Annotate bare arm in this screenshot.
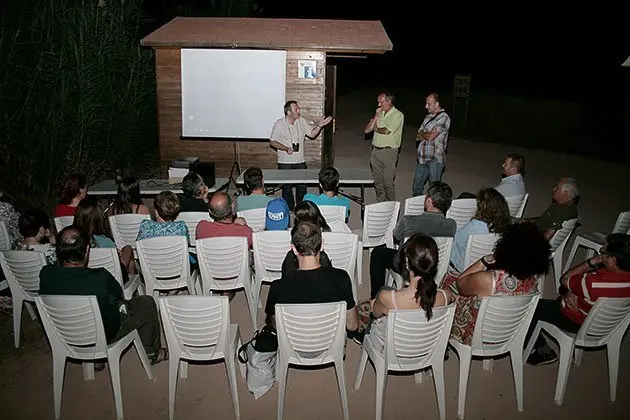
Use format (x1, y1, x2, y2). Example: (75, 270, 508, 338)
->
(270, 140, 291, 153)
(364, 108, 381, 133)
(416, 128, 437, 141)
(371, 290, 392, 319)
(560, 255, 602, 287)
(346, 306, 359, 332)
(456, 270, 494, 297)
(543, 229, 556, 240)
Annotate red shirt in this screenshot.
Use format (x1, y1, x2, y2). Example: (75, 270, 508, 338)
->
(561, 269, 630, 324)
(53, 204, 77, 217)
(195, 220, 253, 248)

> [REQUIREMENT]
Please leave the images out and retype the rest of the material exactly.

> [OUTPUT OF THE TASK]
Annotate bare arm in this screenshot.
Use format (x1, y1, x2, y2). Example: (75, 270, 508, 338)
->
(270, 140, 291, 153)
(364, 108, 381, 133)
(416, 128, 437, 141)
(371, 290, 392, 319)
(560, 255, 602, 287)
(346, 306, 359, 332)
(456, 270, 494, 297)
(543, 229, 556, 240)
Annotate red shirt in this screenshot.
Use format (x1, y1, x2, y2). Example: (75, 270, 508, 338)
->
(561, 269, 630, 324)
(53, 204, 77, 217)
(195, 220, 253, 248)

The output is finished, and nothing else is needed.